#### Activity
Your answer should be the lines below from the one holding "Mark a dot on every instance of the house" through the one holding "Mark a dot on every instance of the sun", copied exactly and with nothing else.

*** Input material

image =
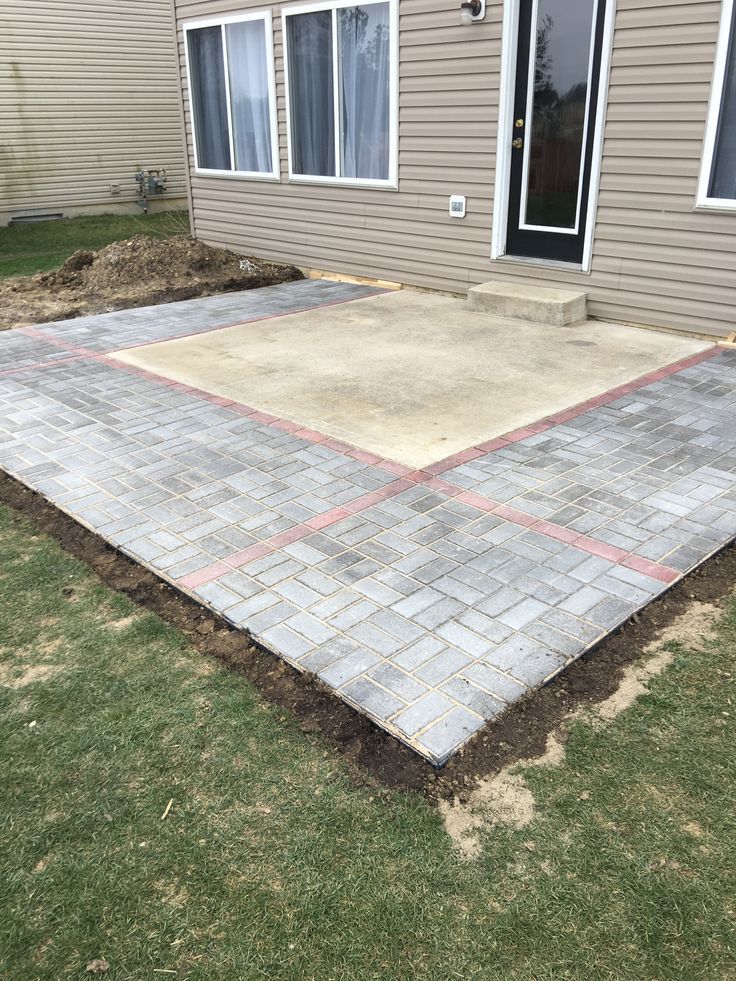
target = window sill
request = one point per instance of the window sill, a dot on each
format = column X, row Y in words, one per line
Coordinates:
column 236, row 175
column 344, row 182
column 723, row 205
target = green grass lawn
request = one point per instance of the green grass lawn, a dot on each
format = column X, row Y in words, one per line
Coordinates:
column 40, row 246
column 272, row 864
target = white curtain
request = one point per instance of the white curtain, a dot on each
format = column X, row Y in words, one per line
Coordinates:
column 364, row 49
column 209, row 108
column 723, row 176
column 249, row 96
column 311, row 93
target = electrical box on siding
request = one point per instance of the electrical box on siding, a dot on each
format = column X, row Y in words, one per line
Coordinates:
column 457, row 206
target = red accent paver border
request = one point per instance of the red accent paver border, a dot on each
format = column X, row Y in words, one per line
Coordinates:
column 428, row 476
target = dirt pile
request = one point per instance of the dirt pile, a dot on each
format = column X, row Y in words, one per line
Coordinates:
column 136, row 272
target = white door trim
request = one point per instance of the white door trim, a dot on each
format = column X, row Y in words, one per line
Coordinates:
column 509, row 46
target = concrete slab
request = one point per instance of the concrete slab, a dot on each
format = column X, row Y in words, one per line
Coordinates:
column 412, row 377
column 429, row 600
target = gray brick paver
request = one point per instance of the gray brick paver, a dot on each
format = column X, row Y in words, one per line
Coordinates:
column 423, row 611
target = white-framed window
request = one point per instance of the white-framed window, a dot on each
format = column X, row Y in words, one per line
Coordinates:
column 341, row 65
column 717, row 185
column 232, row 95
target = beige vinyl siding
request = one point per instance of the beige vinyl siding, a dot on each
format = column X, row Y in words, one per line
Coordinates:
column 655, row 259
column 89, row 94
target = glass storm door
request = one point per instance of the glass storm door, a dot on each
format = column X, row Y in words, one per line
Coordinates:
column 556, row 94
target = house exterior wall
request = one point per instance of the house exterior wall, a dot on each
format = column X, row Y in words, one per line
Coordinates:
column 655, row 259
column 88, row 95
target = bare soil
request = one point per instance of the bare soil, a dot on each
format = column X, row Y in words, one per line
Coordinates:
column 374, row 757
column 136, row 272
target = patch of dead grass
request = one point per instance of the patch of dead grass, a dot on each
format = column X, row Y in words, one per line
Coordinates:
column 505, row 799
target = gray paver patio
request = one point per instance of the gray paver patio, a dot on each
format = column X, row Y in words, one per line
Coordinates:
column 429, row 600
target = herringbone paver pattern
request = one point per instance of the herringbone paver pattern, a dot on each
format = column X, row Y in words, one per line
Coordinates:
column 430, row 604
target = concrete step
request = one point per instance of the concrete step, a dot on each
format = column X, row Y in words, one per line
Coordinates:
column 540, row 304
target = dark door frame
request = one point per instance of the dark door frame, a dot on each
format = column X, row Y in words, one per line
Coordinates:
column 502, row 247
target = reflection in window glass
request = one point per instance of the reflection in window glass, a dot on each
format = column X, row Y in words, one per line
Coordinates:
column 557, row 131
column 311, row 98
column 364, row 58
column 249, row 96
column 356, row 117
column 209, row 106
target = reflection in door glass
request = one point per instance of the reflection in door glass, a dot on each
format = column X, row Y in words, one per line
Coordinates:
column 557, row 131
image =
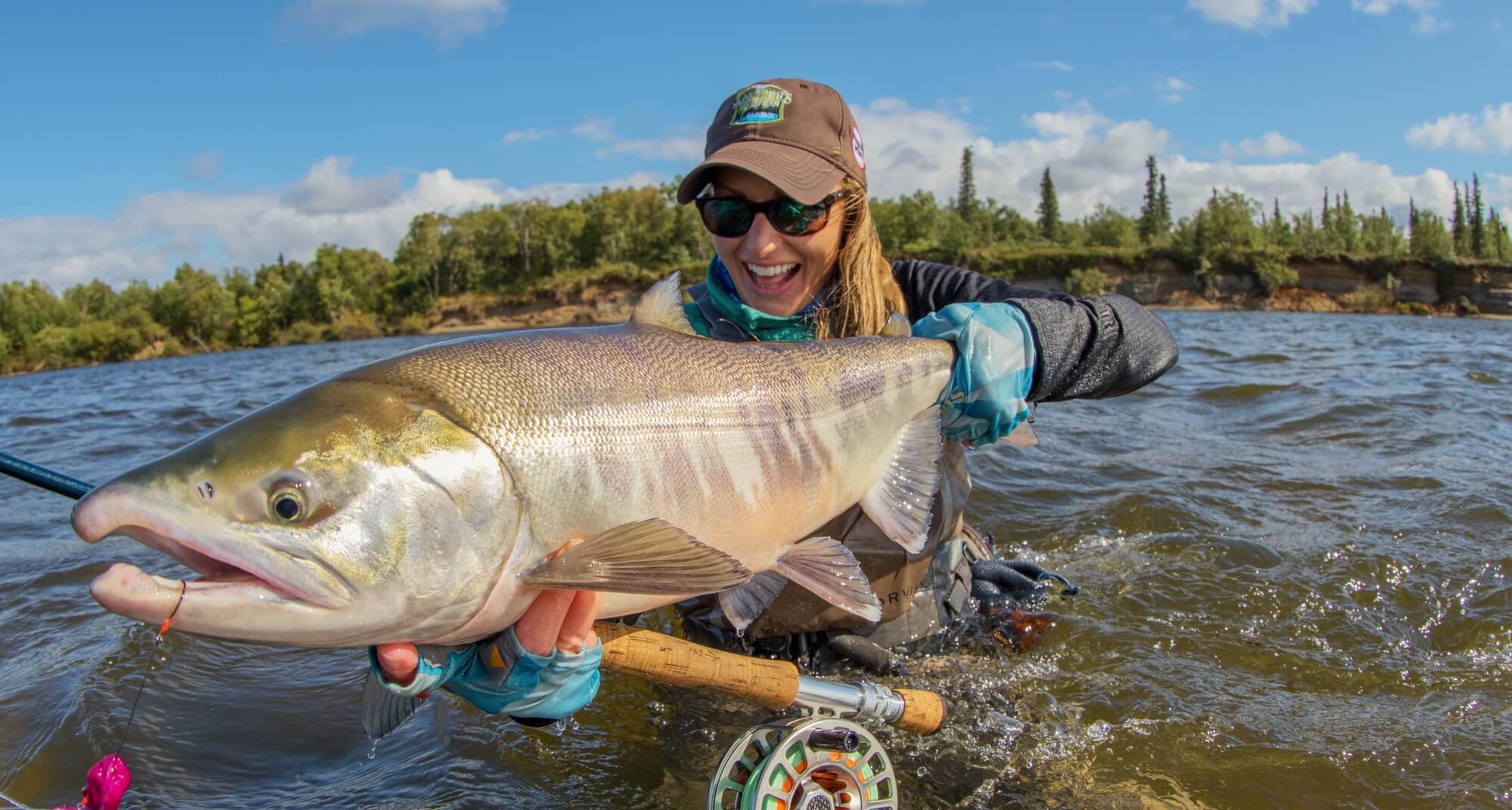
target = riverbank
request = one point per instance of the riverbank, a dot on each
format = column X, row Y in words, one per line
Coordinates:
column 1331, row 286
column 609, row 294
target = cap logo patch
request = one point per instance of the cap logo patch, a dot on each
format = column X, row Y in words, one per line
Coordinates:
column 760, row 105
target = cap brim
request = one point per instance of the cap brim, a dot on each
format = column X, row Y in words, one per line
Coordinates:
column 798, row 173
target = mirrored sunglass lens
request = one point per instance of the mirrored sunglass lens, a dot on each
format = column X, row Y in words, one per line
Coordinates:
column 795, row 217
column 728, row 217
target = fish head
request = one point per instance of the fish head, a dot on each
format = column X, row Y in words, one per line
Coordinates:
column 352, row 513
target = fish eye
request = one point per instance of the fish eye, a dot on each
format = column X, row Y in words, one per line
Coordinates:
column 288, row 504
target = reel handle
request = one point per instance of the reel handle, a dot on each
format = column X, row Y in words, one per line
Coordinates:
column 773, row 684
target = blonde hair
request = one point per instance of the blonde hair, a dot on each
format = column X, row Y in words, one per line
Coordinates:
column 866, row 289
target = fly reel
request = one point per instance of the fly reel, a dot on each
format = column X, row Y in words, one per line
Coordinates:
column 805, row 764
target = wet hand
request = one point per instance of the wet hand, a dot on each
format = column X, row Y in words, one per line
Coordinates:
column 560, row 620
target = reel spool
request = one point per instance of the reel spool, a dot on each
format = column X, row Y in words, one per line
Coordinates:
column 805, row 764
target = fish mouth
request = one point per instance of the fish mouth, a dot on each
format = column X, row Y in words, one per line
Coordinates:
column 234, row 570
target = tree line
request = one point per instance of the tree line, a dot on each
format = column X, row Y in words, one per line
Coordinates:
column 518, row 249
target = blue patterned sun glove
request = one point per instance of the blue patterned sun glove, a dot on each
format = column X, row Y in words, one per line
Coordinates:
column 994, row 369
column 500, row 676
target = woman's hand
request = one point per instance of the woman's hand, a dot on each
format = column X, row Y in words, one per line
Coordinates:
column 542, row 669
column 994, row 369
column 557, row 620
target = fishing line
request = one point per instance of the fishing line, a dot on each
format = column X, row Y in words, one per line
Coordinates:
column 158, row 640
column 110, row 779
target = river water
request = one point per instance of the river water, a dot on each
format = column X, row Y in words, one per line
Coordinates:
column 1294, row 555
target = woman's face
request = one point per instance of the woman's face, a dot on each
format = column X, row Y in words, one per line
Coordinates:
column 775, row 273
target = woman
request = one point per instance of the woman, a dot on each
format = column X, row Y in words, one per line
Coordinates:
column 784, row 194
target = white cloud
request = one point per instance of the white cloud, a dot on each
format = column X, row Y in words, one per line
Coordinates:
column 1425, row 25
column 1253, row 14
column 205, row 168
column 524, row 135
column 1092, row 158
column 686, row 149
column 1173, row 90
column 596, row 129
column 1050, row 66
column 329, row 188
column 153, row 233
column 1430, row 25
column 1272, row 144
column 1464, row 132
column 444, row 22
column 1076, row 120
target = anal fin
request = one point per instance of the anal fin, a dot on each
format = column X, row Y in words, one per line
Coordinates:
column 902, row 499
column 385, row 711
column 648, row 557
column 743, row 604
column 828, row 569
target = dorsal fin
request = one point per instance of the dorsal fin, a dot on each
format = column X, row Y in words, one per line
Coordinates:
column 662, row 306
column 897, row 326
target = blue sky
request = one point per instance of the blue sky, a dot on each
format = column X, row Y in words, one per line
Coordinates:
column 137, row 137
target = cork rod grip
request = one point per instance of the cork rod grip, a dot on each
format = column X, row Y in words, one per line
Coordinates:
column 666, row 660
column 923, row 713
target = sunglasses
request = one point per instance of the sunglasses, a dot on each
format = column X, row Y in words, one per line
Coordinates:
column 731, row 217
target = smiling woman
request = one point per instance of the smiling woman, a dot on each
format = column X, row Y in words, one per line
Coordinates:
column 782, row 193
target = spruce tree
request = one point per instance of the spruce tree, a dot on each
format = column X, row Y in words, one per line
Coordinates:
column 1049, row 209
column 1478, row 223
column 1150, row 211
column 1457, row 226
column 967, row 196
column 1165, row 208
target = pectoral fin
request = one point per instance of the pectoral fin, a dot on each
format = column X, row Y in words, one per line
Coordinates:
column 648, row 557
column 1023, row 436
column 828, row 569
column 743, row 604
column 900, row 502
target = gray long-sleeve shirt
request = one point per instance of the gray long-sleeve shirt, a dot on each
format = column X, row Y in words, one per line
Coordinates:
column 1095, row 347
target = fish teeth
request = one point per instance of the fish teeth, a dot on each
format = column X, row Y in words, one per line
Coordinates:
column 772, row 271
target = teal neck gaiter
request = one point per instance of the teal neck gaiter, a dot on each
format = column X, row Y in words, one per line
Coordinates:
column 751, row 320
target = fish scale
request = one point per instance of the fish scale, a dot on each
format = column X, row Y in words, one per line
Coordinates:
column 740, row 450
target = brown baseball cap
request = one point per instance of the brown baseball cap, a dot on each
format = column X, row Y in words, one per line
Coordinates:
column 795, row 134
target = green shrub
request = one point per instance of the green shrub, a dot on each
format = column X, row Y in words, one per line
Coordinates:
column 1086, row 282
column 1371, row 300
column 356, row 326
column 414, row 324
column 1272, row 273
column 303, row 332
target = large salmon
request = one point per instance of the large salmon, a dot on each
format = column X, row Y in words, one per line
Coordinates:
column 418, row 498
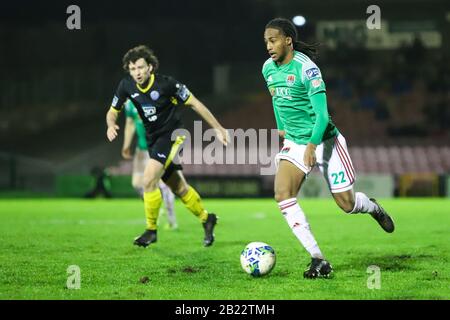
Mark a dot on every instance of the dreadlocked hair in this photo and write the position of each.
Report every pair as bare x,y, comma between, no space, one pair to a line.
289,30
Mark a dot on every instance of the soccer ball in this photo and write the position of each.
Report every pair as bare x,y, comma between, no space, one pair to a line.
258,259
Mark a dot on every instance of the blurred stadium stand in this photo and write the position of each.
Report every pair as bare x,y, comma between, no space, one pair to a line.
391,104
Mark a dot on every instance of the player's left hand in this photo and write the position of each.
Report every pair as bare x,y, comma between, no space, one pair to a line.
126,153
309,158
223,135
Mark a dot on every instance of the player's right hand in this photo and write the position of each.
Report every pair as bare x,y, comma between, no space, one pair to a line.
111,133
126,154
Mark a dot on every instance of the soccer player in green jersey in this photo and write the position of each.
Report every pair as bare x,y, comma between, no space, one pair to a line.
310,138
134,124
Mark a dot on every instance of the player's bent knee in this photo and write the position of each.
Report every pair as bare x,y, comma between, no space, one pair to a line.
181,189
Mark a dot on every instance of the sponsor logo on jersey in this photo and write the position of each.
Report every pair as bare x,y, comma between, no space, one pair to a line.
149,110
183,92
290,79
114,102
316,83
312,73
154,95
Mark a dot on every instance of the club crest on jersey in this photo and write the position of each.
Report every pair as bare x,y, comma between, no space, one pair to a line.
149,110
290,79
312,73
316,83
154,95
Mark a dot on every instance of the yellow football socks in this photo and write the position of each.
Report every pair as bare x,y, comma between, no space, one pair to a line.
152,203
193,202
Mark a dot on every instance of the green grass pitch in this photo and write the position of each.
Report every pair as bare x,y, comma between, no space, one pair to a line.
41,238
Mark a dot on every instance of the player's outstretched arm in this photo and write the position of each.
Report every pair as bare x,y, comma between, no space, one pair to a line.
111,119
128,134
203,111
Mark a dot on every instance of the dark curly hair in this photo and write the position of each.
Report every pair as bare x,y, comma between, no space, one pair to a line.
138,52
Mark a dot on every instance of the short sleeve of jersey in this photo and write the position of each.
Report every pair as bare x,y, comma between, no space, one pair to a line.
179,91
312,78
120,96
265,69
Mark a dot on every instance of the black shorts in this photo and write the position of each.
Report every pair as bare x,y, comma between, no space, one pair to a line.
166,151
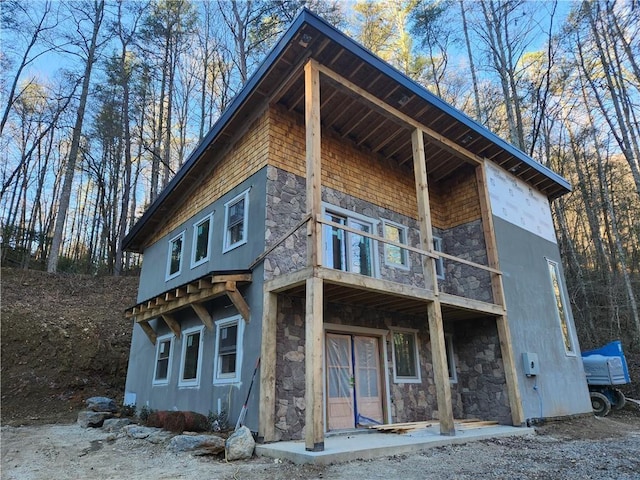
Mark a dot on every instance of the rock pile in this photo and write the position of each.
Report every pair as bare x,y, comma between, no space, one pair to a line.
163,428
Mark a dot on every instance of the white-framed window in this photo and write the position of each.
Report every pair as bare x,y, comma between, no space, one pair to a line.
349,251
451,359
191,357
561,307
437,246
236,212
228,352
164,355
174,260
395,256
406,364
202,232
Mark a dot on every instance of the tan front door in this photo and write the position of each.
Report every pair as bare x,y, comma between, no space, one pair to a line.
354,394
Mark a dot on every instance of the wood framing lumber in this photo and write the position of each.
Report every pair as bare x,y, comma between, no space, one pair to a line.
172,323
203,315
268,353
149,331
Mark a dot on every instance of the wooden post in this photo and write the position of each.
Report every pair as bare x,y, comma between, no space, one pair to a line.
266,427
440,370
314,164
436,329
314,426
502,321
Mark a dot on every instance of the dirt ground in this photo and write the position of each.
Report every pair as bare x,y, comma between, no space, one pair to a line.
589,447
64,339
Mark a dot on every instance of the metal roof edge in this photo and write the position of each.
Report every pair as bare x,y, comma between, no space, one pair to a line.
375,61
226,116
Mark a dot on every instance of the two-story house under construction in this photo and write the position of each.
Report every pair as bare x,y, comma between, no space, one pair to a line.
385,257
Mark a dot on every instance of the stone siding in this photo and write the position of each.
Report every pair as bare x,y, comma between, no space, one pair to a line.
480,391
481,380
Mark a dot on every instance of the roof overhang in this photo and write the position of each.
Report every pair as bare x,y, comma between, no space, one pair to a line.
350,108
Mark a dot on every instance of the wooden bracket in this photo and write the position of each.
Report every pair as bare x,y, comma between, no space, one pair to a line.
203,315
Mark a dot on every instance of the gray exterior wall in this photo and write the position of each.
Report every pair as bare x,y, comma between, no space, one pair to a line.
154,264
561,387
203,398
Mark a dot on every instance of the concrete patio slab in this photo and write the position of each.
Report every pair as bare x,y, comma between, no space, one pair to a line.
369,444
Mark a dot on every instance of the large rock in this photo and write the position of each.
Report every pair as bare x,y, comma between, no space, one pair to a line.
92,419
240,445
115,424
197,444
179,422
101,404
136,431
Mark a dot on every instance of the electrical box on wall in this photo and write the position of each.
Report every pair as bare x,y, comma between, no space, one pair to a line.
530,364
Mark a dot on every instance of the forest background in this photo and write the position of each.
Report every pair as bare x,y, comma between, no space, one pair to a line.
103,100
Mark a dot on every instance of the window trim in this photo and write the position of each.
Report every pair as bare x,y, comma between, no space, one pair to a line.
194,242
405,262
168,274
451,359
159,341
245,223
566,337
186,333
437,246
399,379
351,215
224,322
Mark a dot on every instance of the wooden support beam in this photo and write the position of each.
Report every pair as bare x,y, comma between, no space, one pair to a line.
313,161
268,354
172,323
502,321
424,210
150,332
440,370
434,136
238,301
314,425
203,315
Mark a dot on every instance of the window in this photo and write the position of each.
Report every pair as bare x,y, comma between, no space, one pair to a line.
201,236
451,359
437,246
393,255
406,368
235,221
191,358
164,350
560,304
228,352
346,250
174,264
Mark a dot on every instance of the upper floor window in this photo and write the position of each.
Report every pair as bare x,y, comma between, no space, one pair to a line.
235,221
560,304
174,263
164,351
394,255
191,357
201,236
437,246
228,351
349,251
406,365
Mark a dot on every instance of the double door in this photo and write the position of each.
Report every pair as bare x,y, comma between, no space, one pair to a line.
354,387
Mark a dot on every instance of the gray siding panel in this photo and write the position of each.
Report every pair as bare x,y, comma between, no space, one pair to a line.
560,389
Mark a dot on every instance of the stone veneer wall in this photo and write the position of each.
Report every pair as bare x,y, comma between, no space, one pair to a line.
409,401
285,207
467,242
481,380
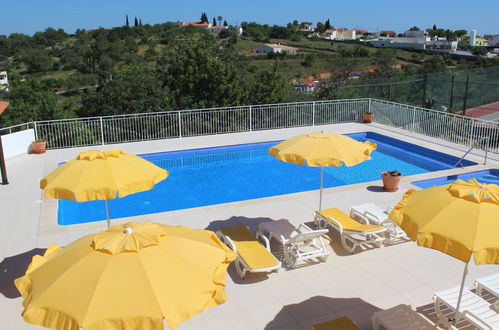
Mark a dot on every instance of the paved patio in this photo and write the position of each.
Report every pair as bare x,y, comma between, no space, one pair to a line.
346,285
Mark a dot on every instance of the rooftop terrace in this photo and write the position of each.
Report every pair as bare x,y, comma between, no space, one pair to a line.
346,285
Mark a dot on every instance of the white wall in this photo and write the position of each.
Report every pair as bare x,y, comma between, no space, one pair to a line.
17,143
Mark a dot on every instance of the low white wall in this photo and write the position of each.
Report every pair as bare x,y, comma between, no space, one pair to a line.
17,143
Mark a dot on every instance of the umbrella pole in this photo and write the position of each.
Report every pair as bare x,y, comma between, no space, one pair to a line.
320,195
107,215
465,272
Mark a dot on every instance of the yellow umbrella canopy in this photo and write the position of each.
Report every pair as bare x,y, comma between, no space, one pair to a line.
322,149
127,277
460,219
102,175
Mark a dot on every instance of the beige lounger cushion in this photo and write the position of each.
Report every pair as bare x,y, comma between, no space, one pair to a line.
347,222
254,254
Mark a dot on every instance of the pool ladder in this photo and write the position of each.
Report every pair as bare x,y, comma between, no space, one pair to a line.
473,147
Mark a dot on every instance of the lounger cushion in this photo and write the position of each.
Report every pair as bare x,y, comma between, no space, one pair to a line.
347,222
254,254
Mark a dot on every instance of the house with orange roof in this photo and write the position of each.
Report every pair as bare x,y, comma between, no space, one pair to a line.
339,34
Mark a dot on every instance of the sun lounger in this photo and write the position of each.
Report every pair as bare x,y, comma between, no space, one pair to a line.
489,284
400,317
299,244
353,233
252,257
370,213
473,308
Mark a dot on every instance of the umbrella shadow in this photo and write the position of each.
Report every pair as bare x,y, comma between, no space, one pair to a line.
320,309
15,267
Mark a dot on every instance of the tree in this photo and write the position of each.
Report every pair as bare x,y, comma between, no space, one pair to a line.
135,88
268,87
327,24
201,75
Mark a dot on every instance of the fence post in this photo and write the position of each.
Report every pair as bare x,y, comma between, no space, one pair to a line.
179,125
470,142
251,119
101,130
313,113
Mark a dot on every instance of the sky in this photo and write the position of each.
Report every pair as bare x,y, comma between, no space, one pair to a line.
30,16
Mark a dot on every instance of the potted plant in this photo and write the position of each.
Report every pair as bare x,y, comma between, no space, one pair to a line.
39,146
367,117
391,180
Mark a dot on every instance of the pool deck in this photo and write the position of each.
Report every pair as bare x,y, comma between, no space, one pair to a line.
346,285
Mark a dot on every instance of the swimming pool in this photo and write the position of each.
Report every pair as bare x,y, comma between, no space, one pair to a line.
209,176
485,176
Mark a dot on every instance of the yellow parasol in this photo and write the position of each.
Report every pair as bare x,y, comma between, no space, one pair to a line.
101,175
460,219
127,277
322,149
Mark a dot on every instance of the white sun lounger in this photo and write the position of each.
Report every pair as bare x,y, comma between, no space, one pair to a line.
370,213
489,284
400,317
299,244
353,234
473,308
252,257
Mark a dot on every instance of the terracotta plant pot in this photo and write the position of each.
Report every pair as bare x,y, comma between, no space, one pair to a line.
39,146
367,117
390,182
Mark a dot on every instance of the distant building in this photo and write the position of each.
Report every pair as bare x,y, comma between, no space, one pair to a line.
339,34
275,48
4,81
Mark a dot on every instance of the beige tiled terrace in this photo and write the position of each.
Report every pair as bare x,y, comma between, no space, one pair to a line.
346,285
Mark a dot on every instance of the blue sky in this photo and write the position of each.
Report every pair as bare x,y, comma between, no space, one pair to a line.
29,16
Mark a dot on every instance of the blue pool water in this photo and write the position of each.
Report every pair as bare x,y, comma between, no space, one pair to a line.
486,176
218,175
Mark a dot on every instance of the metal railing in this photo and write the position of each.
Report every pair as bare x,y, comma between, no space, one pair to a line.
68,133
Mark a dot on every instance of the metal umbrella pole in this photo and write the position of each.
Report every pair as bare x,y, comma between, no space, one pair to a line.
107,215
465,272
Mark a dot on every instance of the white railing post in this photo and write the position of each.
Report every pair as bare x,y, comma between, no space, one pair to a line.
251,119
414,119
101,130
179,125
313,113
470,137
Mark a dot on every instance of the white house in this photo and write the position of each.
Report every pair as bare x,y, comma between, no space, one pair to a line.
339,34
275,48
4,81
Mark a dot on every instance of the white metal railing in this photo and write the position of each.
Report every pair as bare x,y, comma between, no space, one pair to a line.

******

#### Completed exercise
Mark a dot on every instance of the house with orange roof in this photo and write the position of each.
Report every pair as bare x,y, comma between, no space, one pair to a line.
339,34
Mark a dot on every instance of the sun lounger in this photo and write the position of each.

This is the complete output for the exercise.